Labeled-object pointing entries:
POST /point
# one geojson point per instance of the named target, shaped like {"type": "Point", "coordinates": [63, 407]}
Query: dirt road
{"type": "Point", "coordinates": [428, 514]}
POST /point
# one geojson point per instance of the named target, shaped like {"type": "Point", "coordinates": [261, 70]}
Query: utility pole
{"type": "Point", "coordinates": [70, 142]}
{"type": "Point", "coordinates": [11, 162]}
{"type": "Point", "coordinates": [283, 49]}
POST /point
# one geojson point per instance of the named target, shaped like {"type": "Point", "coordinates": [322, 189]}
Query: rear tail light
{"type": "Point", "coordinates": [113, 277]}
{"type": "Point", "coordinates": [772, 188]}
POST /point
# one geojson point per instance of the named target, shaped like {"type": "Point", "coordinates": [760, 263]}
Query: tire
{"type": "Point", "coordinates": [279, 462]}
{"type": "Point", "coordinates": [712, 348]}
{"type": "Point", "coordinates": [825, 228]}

SHORT TASK: Retype every one of the records above word for word, keeping each line unchanged.

WORKED SOLUTION:
POST /point
# one geojson point per instance of the named target, shaped like {"type": "Point", "coordinates": [63, 407]}
Query: dirt road
{"type": "Point", "coordinates": [428, 514]}
POST /point
# one geojson point per instance of the named target, shaped like {"type": "Point", "coordinates": [261, 70]}
Query: utility pole
{"type": "Point", "coordinates": [70, 142]}
{"type": "Point", "coordinates": [11, 162]}
{"type": "Point", "coordinates": [283, 49]}
POST /point
# one geojson point per instance of the named target, shaped like {"type": "Point", "coordinates": [322, 189]}
Query: rear tail light
{"type": "Point", "coordinates": [113, 277]}
{"type": "Point", "coordinates": [772, 188]}
POST /point
# one geojson point per instance of the named target, shaped like {"type": "Point", "coordinates": [760, 263]}
Query: tire
{"type": "Point", "coordinates": [279, 462]}
{"type": "Point", "coordinates": [712, 348]}
{"type": "Point", "coordinates": [825, 228]}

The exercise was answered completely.